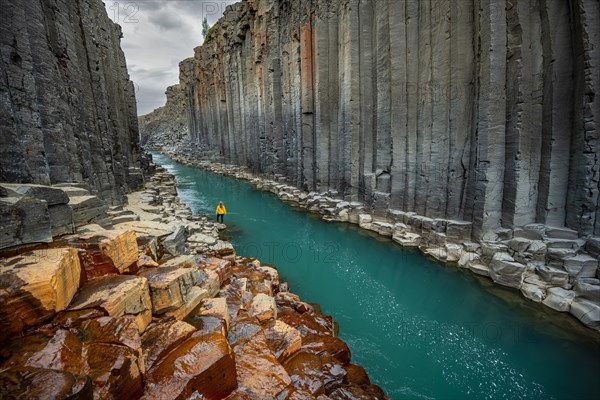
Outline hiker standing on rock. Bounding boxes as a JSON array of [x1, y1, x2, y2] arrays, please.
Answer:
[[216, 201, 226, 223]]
* * *
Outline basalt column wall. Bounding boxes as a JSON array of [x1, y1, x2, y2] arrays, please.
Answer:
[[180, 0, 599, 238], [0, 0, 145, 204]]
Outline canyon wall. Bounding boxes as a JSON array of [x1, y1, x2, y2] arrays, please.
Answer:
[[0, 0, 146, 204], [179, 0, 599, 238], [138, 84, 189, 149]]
==
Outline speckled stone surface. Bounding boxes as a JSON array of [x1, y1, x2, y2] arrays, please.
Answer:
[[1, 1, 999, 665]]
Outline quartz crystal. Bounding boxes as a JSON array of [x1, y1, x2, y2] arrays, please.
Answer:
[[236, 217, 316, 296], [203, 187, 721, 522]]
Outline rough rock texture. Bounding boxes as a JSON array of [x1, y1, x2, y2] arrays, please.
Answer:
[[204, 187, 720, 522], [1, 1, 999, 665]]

▶ _YOUR ASSIGNMENT_: The lines needed are those in the data above that hold the string "arrays"; copy each of them.

▶ _EXERCISE RESULT_:
Outline hiker standing on rock. Bounding boxes as a JSON array of [x1, y1, x2, y2] arrays, please.
Outline basalt column wall. Bounding boxes as a JSON array of [x1, y1, x2, y2] arrays, please.
Outline canyon wall. Bounding boxes as a JSON array of [x1, y1, x2, y2] arrays, please.
Outline speckled stone surface. Bounding boxes as a JSON array of [x1, y1, x2, y2] arrays, please.
Outline quartz crystal. Bounding boxes as a JSON array of [x1, y1, x2, y2] arrays, please.
Outline rough rock texture. Bounding boxes as a JSON array of [x1, y1, x2, y2] arrays, please.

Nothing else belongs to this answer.